### Exercises to complete:
1 – Render this sentence from the passage on a writer's commitments into Spanish: "I go there every August to recharge my batteries, meet friends, hear people I admire, and chair the events of other authors."
2 – Reproduce word for word the stretch of the passage on a writer's commitments from "In the past" through "of other authors.".
━━ Quoted passage
Being a writer isn't just about sitting at your desk dreaming up stories, though sometimes I wish it was. There are other commitments that go with the territory and I've been landed with a few of them over the years - not that I'm really complaining.
In the past I've been chairman of the Society of Authors in Scotland, and I did my time on the Scottish Arts Council's Literature Committee (in the days when they had writers, artists and musicians on their committees).
I was also chairman of the judges for both the Pushkin Prizes and the very first Scottish Arts Council Children's Book Awards (which have now become the Royal Mail Awards and for which, in an unexpected twist, I found myself on the 2008 shortlist!).
But the thing I'm most proud to be part of is the Edinburgh International Book Festival, whose board of directors I'm on. It's the biggest and best-run literary festival in the world, with more than 200,000 people visiting the village of tents that springs up in Charlotte Square each year. I go there every August to recharge my batteries, meet friends, hear people I admire, and chair the events of other authors.
━━━━
━━ Data excerpts
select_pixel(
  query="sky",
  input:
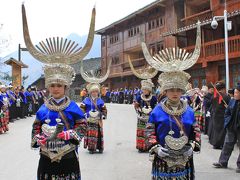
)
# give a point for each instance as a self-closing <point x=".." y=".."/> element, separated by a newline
<point x="49" y="18"/>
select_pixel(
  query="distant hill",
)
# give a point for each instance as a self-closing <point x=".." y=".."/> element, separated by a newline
<point x="35" y="67"/>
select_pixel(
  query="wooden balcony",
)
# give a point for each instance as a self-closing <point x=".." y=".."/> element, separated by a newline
<point x="123" y="69"/>
<point x="215" y="50"/>
<point x="202" y="16"/>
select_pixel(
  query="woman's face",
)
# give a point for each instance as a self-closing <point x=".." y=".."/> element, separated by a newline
<point x="94" y="93"/>
<point x="146" y="92"/>
<point x="174" y="94"/>
<point x="236" y="94"/>
<point x="57" y="90"/>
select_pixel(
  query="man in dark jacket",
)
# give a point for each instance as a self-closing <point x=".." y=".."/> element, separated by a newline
<point x="232" y="125"/>
<point x="208" y="105"/>
<point x="216" y="126"/>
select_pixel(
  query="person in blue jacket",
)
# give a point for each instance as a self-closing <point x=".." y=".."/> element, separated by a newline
<point x="95" y="112"/>
<point x="172" y="131"/>
<point x="232" y="126"/>
<point x="144" y="104"/>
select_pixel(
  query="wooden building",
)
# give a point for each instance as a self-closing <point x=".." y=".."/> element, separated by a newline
<point x="169" y="23"/>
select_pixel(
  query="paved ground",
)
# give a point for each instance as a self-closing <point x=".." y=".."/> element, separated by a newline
<point x="120" y="161"/>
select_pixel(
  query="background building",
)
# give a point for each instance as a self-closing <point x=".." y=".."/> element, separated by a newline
<point x="169" y="23"/>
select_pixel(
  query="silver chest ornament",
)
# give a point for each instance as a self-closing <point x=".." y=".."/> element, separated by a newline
<point x="93" y="114"/>
<point x="55" y="148"/>
<point x="47" y="129"/>
<point x="176" y="148"/>
<point x="146" y="110"/>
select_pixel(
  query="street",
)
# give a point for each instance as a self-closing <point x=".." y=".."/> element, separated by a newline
<point x="120" y="160"/>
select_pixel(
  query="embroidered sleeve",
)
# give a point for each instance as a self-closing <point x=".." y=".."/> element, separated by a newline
<point x="79" y="130"/>
<point x="104" y="110"/>
<point x="150" y="132"/>
<point x="83" y="107"/>
<point x="195" y="137"/>
<point x="36" y="130"/>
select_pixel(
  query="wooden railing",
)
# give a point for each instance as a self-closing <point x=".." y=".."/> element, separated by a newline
<point x="202" y="16"/>
<point x="215" y="50"/>
<point x="122" y="68"/>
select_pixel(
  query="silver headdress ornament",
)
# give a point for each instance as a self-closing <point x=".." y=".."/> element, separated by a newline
<point x="94" y="78"/>
<point x="172" y="62"/>
<point x="58" y="53"/>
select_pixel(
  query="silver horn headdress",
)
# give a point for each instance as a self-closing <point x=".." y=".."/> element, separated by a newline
<point x="94" y="78"/>
<point x="58" y="53"/>
<point x="172" y="62"/>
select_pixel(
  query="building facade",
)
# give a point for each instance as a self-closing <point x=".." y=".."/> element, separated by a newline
<point x="171" y="23"/>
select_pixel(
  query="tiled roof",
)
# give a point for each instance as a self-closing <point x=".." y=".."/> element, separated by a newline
<point x="88" y="64"/>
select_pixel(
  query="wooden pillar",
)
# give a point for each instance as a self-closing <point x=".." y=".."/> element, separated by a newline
<point x="212" y="74"/>
<point x="16" y="71"/>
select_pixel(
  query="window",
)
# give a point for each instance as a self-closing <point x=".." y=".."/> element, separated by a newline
<point x="103" y="43"/>
<point x="113" y="39"/>
<point x="155" y="23"/>
<point x="156" y="47"/>
<point x="115" y="60"/>
<point x="133" y="31"/>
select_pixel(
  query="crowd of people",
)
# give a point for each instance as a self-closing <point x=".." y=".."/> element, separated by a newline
<point x="18" y="103"/>
<point x="169" y="120"/>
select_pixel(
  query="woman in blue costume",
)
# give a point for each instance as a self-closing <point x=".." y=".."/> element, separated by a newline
<point x="60" y="124"/>
<point x="95" y="111"/>
<point x="4" y="112"/>
<point x="144" y="104"/>
<point x="172" y="129"/>
<point x="174" y="135"/>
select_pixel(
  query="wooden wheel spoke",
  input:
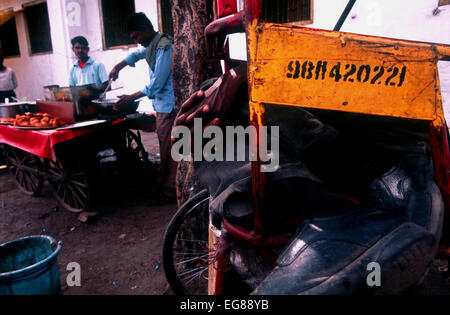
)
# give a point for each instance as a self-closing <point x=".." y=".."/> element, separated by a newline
<point x="79" y="202"/>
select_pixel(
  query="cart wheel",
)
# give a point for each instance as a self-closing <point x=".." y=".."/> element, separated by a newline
<point x="70" y="185"/>
<point x="24" y="167"/>
<point x="186" y="256"/>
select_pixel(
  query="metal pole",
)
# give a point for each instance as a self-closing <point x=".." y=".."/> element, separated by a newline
<point x="344" y="15"/>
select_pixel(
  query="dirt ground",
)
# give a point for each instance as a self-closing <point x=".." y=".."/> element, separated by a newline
<point x="120" y="252"/>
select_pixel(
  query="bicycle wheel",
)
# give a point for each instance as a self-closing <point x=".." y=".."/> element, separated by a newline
<point x="186" y="256"/>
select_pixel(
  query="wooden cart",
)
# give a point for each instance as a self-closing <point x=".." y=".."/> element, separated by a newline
<point x="68" y="159"/>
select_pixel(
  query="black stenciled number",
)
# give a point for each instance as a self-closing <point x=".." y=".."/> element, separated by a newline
<point x="378" y="75"/>
<point x="349" y="73"/>
<point x="321" y="68"/>
<point x="336" y="72"/>
<point x="297" y="70"/>
<point x="362" y="69"/>
<point x="307" y="67"/>
<point x="402" y="77"/>
<point x="393" y="75"/>
<point x="291" y="69"/>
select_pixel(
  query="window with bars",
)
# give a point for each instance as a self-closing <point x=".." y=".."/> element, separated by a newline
<point x="9" y="42"/>
<point x="115" y="14"/>
<point x="165" y="17"/>
<point x="296" y="12"/>
<point x="38" y="28"/>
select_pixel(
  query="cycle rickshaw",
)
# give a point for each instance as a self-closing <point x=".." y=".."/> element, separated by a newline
<point x="391" y="81"/>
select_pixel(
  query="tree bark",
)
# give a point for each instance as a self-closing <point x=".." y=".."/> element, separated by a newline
<point x="191" y="66"/>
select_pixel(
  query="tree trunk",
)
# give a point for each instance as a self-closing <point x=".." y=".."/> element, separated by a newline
<point x="191" y="66"/>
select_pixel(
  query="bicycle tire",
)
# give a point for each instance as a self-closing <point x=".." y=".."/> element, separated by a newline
<point x="182" y="280"/>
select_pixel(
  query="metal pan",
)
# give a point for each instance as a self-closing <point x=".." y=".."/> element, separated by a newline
<point x="107" y="107"/>
<point x="12" y="109"/>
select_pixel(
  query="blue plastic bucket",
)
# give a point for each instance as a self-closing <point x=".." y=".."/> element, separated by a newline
<point x="28" y="266"/>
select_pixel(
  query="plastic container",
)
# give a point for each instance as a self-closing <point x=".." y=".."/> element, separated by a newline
<point x="28" y="266"/>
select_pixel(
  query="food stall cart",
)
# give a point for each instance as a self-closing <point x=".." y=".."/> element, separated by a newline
<point x="68" y="157"/>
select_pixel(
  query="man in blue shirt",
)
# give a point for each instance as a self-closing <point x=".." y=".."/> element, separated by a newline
<point x="86" y="70"/>
<point x="157" y="50"/>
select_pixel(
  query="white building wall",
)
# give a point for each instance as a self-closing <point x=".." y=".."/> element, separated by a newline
<point x="36" y="71"/>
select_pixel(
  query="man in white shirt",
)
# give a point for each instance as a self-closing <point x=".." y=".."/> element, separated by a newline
<point x="8" y="81"/>
<point x="86" y="70"/>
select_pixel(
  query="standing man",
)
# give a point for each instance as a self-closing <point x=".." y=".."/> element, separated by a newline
<point x="8" y="81"/>
<point x="157" y="50"/>
<point x="86" y="70"/>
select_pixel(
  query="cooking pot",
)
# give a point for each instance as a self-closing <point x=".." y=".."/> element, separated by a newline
<point x="12" y="109"/>
<point x="106" y="106"/>
<point x="82" y="97"/>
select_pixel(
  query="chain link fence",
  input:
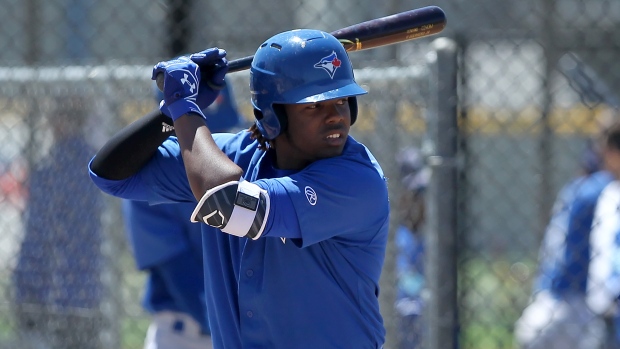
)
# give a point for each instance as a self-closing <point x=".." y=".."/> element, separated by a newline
<point x="533" y="82"/>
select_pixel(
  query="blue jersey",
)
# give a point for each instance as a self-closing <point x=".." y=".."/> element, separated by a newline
<point x="312" y="279"/>
<point x="565" y="256"/>
<point x="166" y="243"/>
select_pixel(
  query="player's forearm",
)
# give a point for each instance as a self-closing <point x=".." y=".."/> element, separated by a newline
<point x="128" y="150"/>
<point x="206" y="165"/>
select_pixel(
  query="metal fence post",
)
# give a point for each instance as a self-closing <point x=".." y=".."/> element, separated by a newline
<point x="441" y="148"/>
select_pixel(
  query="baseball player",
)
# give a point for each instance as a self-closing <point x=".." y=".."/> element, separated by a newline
<point x="294" y="211"/>
<point x="169" y="248"/>
<point x="559" y="298"/>
<point x="604" y="272"/>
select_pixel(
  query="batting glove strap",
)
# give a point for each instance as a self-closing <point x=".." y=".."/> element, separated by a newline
<point x="236" y="208"/>
<point x="182" y="107"/>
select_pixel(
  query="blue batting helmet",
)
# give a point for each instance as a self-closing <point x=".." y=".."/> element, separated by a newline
<point x="299" y="66"/>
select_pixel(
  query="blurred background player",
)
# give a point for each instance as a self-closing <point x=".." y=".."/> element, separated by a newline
<point x="604" y="273"/>
<point x="410" y="248"/>
<point x="57" y="276"/>
<point x="168" y="247"/>
<point x="558" y="303"/>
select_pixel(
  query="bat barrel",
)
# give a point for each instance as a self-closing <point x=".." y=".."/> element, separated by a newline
<point x="382" y="31"/>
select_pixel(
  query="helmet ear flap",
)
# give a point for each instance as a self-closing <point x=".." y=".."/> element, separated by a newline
<point x="282" y="118"/>
<point x="258" y="114"/>
<point x="353" y="108"/>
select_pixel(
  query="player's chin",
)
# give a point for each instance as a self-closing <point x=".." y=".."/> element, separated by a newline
<point x="331" y="151"/>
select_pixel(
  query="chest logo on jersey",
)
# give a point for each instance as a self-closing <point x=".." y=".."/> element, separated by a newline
<point x="310" y="195"/>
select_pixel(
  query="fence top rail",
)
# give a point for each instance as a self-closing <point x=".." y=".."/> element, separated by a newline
<point x="143" y="72"/>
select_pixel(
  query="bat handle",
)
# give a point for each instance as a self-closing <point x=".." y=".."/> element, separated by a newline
<point x="236" y="65"/>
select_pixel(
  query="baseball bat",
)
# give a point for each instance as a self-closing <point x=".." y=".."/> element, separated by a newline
<point x="393" y="29"/>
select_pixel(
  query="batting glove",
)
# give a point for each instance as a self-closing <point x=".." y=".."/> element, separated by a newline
<point x="182" y="76"/>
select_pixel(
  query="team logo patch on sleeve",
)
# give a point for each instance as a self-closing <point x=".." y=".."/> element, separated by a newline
<point x="311" y="195"/>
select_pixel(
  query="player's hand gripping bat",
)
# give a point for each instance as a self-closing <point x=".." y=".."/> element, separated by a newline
<point x="400" y="27"/>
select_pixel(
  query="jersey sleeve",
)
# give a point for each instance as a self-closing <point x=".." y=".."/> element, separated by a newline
<point x="157" y="233"/>
<point x="338" y="198"/>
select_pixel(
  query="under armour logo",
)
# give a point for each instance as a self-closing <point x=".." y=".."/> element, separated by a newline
<point x="166" y="128"/>
<point x="191" y="86"/>
<point x="214" y="222"/>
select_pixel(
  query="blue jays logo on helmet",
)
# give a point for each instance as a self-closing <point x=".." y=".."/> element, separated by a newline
<point x="290" y="67"/>
<point x="329" y="64"/>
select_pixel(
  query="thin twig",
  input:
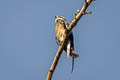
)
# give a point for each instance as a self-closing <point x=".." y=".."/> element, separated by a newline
<point x="70" y="27"/>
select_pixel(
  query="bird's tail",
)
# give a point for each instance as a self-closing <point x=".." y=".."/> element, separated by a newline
<point x="74" y="55"/>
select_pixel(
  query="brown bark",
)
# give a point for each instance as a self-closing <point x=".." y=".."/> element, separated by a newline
<point x="70" y="27"/>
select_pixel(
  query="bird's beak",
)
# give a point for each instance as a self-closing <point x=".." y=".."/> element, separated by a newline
<point x="55" y="17"/>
━━━━
### Answer set:
1 – Voy allí cada agosto para recargar las pilas, ver a amigos, escuchar a personas que admiro y moderar los actos de otros autores.

2 –
In the past I've been chairman of the Society of Authors in Scotland, and I did my time on the Scottish Arts Council's Literature Committee (in the days when they had writers, artists and musicians on their committees).
I was also chairman of the judges for both the Pushkin Prizes and the very first Scottish Arts Council Children's Book Awards (which have now become the Royal Mail Awards and for which, in an unexpected twist, I found myself on the 2008 shortlist!).
But the thing I'm most proud to be part of is the Edinburgh International Book Festival, whose board of directors I'm on. It's the biggest and best-run literary festival in the world, with more than 200,000 people visiting the village of tents that springs up in Charlotte Square each year. I go there every August to recharge my batteries, meet friends, hear people I admire, and chair the events of other authors.